[Set exercise]
Put the lines from the one holding "the jet wing" through the end of the records, inclusive, into a numbered list, leaving out blank lines.

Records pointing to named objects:
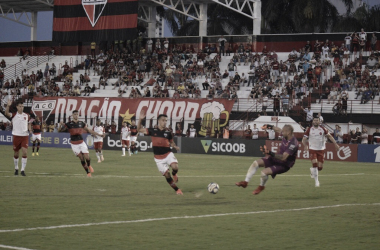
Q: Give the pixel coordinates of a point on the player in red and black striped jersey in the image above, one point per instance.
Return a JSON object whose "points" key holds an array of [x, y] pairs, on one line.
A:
{"points": [[162, 140], [76, 129], [133, 129], [36, 136]]}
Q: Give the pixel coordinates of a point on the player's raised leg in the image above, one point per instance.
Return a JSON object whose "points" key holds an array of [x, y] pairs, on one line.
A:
{"points": [[263, 180], [34, 145], [88, 162], [24, 160], [174, 167], [251, 171]]}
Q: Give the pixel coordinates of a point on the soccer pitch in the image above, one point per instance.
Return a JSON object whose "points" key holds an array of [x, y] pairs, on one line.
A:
{"points": [[127, 204]]}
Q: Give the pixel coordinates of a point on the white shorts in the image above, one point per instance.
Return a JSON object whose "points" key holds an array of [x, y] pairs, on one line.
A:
{"points": [[163, 164], [36, 137], [79, 148]]}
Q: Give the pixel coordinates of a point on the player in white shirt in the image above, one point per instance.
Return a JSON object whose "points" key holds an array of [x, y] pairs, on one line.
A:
{"points": [[255, 132], [315, 136], [192, 132], [20, 131], [149, 43], [271, 133], [98, 141], [125, 138], [166, 44]]}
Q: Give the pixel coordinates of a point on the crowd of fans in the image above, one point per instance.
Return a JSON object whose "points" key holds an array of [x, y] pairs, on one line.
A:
{"points": [[320, 67]]}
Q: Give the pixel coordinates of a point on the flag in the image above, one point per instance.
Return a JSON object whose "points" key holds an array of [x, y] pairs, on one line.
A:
{"points": [[94, 20]]}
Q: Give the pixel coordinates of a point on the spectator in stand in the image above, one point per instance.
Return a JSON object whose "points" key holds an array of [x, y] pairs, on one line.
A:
{"points": [[309, 115], [363, 35], [87, 90], [338, 135], [376, 137], [344, 100], [285, 103], [276, 104], [2, 126], [3, 64], [337, 108], [231, 69], [357, 136], [271, 134], [222, 42], [1, 78], [347, 40], [332, 96], [373, 41], [364, 137], [264, 104], [372, 63], [366, 96], [248, 133]]}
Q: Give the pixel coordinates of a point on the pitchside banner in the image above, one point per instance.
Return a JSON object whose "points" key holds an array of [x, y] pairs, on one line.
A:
{"points": [[203, 113], [94, 20], [213, 146], [144, 143], [368, 153], [55, 140], [347, 152]]}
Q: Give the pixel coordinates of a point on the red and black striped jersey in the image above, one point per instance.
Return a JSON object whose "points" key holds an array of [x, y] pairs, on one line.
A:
{"points": [[133, 130], [161, 140], [36, 125], [76, 130]]}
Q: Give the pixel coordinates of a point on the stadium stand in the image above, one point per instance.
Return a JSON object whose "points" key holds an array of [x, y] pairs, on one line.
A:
{"points": [[319, 79]]}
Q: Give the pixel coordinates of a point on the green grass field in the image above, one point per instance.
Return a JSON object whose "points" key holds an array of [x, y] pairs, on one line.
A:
{"points": [[128, 205]]}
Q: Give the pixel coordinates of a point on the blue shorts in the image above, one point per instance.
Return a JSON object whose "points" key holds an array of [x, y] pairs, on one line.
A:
{"points": [[277, 166]]}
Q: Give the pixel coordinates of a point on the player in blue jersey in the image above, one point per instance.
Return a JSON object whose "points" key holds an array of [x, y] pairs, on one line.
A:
{"points": [[272, 163]]}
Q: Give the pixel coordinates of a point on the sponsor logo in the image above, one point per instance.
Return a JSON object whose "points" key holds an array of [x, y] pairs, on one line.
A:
{"points": [[344, 153], [224, 147], [228, 147], [206, 145], [43, 109], [94, 9]]}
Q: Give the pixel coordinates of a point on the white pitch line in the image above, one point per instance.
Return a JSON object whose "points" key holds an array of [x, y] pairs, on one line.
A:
{"points": [[11, 247], [182, 217], [158, 176]]}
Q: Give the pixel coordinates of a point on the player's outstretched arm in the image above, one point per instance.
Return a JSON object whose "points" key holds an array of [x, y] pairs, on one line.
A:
{"points": [[139, 127], [266, 151], [305, 143], [172, 144], [30, 128], [62, 127], [93, 132], [7, 108], [331, 138]]}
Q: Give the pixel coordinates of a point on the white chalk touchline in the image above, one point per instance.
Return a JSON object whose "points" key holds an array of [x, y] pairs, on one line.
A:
{"points": [[183, 217], [17, 248], [158, 176]]}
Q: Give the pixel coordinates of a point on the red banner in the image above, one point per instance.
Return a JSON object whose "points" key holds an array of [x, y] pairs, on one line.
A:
{"points": [[94, 20], [185, 111], [347, 152]]}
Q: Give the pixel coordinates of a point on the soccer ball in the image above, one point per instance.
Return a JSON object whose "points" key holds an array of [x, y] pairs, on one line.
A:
{"points": [[213, 188]]}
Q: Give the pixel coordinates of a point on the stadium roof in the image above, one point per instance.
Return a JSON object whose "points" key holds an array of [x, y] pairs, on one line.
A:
{"points": [[27, 5]]}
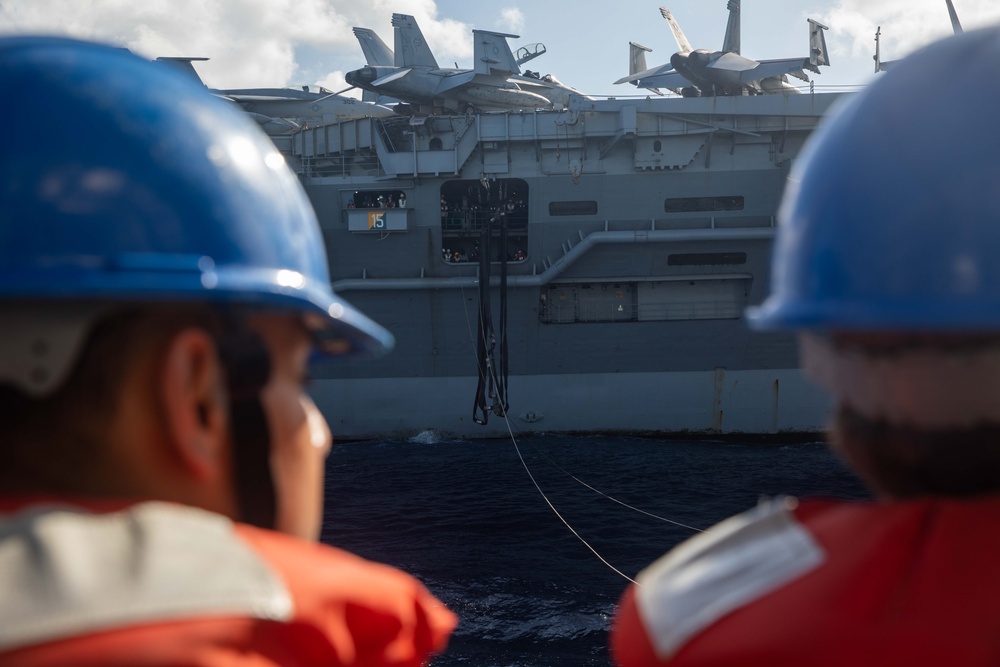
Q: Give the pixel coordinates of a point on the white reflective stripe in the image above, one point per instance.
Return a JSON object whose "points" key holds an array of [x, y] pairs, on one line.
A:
{"points": [[64, 571], [732, 564]]}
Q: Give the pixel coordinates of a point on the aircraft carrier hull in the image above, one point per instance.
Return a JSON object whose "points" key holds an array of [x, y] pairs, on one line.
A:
{"points": [[634, 232]]}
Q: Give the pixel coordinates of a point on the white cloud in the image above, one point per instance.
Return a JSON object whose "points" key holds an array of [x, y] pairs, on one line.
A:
{"points": [[250, 43], [906, 25], [512, 20]]}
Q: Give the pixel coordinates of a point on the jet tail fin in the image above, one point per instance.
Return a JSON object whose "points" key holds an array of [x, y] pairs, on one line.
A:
{"points": [[637, 58], [183, 65], [731, 43], [492, 53], [377, 53], [682, 43], [954, 18], [818, 55], [879, 65], [637, 63], [411, 48]]}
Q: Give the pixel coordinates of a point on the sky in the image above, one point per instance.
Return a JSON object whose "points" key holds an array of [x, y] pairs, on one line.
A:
{"points": [[276, 43]]}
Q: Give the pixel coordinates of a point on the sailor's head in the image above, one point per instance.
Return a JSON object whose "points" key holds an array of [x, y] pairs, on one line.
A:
{"points": [[886, 262], [157, 254]]}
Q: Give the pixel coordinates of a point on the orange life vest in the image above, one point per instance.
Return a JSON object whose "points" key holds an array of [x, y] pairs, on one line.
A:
{"points": [[161, 584], [824, 583]]}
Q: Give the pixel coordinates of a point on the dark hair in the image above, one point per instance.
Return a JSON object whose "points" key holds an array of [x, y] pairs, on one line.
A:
{"points": [[51, 444], [904, 462]]}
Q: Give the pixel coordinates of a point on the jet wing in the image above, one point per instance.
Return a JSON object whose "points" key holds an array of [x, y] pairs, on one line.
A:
{"points": [[734, 62], [395, 76], [645, 74], [453, 81], [671, 80], [775, 68]]}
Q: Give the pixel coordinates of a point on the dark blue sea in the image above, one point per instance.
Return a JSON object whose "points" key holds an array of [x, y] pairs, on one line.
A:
{"points": [[477, 522]]}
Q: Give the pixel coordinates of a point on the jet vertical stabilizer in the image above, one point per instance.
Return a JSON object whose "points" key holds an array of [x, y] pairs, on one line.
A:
{"points": [[637, 62], [675, 27], [492, 53], [818, 55], [183, 65], [731, 43], [956, 26], [411, 48], [376, 51]]}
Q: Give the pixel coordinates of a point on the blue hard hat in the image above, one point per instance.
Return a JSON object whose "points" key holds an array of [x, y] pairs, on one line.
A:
{"points": [[891, 219], [123, 180]]}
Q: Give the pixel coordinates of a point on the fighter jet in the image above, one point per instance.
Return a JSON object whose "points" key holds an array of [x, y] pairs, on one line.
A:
{"points": [[282, 110], [495, 83], [696, 72], [881, 66]]}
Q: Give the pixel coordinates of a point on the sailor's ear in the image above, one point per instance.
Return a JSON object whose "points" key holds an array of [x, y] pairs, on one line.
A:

[Result of this exercise]
1. Q: Give the pixel coordinates of a point on the jet wing in the image above, one point per instance.
2. Return a JSON object whose "points" key holds an array of [x, y] pairs, on one line.
3. A:
4. {"points": [[734, 62], [395, 76], [645, 74], [453, 81], [671, 80], [775, 68]]}
5. Q: Give the pixel coordinates of a point on the dark blue sea in the image above, one point per instance.
6. Return a JSON object whose "points" key holds an array of [x, y] pairs, on one line.
7. A:
8. {"points": [[477, 522]]}
9. Q: Give the pixel coordinates of a point on the jet vertical stabilizer in the image above, one point per instance.
10. Return a JSON object whose "points" key holds an array of [x, y] pairs, on one line.
11. A:
12. {"points": [[637, 62], [675, 27], [492, 53], [818, 55], [183, 65], [731, 43], [956, 26], [411, 48], [376, 51]]}
13. Q: Give the pixel coordinates of a point on the blue hard hat in the image above, one point per instance.
14. Return a JSON object whose "points" key holds an array of [x, y] pairs, on one line.
15. A:
16. {"points": [[891, 219], [123, 180]]}
17. Q: Give the pixel coordinates of a point on the fighter jet in the image above, one point per instance.
18. Return a JSON object whose "points" key holds an array of [x, y] pairs, on one line.
19. A:
20. {"points": [[282, 110], [495, 83], [696, 72], [881, 66]]}
21. Q: Give the pixel coordinates of a point on the sailor's ear in the image above, one point per instance.
22. Return a JSON object whose "points" key holds an array of [x, y] pairs, on one line.
23. A:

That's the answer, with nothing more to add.